#### Brief
Without the images, reproduce every entry exactly.

#### Records shown

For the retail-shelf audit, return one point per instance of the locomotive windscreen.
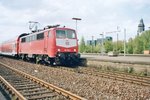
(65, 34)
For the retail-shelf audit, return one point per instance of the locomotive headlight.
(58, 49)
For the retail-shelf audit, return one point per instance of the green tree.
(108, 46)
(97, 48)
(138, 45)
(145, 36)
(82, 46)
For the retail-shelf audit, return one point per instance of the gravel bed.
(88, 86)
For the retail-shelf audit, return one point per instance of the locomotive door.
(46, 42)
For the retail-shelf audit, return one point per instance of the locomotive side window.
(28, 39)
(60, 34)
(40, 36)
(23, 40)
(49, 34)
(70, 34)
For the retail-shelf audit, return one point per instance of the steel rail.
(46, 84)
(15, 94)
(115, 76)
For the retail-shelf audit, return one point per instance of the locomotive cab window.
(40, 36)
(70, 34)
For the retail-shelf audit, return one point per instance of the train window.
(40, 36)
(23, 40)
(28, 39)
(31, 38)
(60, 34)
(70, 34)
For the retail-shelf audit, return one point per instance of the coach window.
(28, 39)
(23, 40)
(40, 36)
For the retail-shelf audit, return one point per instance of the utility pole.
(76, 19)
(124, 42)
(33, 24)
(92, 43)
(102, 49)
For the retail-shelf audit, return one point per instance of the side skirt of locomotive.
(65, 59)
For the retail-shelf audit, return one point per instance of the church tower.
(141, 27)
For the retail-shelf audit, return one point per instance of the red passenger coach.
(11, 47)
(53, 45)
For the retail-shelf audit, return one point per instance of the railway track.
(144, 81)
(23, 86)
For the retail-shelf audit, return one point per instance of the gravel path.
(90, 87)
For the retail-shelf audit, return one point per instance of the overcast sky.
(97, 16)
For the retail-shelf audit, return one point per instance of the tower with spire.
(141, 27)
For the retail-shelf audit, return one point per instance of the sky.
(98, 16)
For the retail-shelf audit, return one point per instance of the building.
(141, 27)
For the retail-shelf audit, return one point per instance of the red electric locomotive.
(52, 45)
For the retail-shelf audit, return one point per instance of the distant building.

#### Written solution
For the retail-shelf audit, return one point per instance of the locomotive windscreen.
(65, 34)
For the retail-shelf audit, return one point per instance of the locomotive headlight.
(58, 49)
For the retail-shelf audit, return one point per instance of the green tree.
(108, 46)
(97, 48)
(138, 45)
(145, 36)
(82, 46)
For the retail-shelf audit, return one point per instance of the gravel bed.
(88, 86)
For the retail-shelf audit, return one point per instance of the locomotive door.
(46, 42)
For the retail-shelf audit, return one point per instance of the locomotive side window.
(28, 39)
(60, 34)
(40, 36)
(23, 40)
(49, 34)
(70, 34)
For the retail-shelf audit, return one point per instance of the steel rail.
(46, 84)
(15, 94)
(115, 76)
For the retail-shelf audit, return one point per instance of the locomotive cab window.
(40, 36)
(70, 34)
For the retail-shelf audit, return one point per instance of the train window.
(40, 36)
(23, 40)
(28, 39)
(31, 38)
(60, 34)
(70, 34)
For the retail-shelf audit, return one point per instance of the coach window.
(28, 39)
(23, 40)
(40, 36)
For the retail-shelf audit, return one point per instance of the utility pole.
(76, 19)
(124, 42)
(33, 24)
(92, 43)
(102, 49)
For the retail-shelf audit, return one point per instance of the side skirt of locomotive.
(65, 59)
For the retail-shelf audit, return one point per instance of the church tower.
(141, 27)
For the retail-shelf audit, return one point per instance of the red passenger coach.
(11, 47)
(53, 45)
For the retail-shelf audit, return one point per instance of the railway track.
(144, 81)
(23, 86)
For the retail-shelf audit, return one point per instance of the gravel path.
(90, 87)
For the retail-shelf audit, return one point per instance of the overcast sky.
(97, 16)
For the retail-shelf audit, return one point per instance of the tower with spire.
(141, 27)
For the retail-shelf audit, return one point per instance of the sky.
(98, 16)
For the retail-shelf audit, return one point per instance of the building.
(141, 27)
For the retail-shelf audit, return one point per instance of the red electric locomotive.
(52, 45)
For the retail-shelf audit, return one point per instance of the distant building.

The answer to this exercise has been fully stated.